# start of Data listing

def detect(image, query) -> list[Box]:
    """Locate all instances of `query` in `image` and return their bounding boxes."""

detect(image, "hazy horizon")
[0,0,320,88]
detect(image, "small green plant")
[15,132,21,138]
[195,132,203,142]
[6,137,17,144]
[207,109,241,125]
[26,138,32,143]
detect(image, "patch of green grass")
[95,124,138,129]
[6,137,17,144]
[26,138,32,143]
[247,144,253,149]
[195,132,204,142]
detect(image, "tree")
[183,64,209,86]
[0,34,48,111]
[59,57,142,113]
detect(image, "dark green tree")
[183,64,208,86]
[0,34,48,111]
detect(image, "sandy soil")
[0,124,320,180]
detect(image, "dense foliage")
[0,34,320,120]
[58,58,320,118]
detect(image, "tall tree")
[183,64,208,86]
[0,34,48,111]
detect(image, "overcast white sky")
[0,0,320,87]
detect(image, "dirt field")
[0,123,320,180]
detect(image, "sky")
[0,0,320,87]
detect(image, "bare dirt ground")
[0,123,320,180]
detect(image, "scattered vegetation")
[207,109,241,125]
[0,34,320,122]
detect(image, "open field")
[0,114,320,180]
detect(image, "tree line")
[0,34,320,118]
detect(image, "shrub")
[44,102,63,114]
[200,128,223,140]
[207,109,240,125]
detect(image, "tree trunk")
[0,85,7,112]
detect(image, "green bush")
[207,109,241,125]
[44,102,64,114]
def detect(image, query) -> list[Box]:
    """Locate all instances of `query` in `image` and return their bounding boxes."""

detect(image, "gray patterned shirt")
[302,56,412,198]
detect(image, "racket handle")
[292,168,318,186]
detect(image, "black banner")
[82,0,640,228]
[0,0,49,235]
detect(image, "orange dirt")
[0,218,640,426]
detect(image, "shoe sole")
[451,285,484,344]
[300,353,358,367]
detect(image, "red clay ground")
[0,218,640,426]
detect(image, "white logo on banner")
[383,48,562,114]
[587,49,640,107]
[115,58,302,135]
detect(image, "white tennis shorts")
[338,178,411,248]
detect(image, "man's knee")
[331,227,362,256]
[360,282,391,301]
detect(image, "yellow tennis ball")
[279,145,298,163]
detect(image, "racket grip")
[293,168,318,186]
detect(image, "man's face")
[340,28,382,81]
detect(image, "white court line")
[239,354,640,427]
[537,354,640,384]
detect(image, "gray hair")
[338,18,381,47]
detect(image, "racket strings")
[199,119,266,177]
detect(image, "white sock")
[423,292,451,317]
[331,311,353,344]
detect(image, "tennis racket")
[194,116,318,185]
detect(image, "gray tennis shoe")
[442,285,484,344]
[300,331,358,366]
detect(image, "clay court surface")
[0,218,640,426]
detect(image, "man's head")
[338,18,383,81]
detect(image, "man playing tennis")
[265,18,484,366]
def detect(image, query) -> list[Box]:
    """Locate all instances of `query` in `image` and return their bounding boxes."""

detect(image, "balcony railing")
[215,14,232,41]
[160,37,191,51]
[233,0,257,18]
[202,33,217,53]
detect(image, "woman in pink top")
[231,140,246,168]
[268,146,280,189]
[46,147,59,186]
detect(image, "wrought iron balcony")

# end of Data listing

◆ Required task
Extract each line of the records above that contains the string "field".

◆ Problem solution
detect(image, "dirt field")
detect(image, "open field")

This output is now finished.